WHAT YOU HAVE TO DO:
Reproduce verbatim the rows that start at the line containing "drop a dot on the reed" and run through the last of the rows, including both ends.

####

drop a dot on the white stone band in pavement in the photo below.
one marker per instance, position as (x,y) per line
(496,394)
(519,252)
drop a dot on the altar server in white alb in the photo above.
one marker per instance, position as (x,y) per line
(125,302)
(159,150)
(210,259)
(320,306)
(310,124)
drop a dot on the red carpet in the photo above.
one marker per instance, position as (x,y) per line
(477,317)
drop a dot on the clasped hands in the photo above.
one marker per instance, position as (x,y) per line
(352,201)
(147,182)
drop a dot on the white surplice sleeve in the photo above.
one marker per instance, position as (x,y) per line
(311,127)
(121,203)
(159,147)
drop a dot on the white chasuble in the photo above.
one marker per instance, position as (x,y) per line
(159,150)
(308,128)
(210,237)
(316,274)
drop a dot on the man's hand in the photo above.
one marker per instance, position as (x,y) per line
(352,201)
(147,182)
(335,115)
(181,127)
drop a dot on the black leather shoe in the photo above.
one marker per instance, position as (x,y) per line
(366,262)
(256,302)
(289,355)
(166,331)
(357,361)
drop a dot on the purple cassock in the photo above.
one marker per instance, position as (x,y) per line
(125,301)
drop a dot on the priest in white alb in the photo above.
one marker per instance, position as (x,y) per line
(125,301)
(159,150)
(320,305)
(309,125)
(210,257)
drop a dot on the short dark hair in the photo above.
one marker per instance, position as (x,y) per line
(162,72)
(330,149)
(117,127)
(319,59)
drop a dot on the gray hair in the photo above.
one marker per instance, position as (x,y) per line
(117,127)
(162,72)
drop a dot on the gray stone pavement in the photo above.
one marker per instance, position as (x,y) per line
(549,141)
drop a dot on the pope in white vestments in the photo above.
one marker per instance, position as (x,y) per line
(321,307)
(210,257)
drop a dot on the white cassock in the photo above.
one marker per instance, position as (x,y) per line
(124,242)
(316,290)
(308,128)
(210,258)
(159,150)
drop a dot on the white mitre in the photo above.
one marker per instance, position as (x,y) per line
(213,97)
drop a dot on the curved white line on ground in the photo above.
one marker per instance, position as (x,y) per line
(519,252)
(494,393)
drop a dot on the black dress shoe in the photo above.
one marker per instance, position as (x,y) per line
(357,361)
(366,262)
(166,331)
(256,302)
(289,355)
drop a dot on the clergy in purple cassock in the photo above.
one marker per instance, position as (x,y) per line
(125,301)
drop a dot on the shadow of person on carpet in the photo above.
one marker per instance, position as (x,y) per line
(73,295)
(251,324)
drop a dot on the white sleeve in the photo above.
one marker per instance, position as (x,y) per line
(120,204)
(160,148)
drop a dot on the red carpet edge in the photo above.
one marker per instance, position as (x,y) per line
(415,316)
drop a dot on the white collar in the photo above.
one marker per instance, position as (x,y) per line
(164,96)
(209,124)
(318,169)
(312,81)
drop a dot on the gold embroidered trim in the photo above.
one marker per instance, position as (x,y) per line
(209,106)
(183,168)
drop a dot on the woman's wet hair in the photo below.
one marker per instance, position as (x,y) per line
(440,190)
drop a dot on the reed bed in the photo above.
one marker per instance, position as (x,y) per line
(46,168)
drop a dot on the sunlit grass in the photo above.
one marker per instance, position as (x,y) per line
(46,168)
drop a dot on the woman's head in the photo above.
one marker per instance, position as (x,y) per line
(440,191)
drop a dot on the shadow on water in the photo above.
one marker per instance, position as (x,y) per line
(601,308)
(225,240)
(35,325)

####

THE ANSWER:
drop a dot on the reed bed in the photo above.
one marker per instance, position as (x,y) per line
(46,168)
drop a dot on the sunlit grass in the photo above.
one marker per instance, position as (x,y) per line
(46,168)
drop a dot on the woman's head in the photo above.
one marker per instance, position as (x,y) per line
(440,191)
drop a dot on the shadow on water in the photo above.
one marker per instance, position as (x,y) per line
(601,308)
(225,240)
(35,325)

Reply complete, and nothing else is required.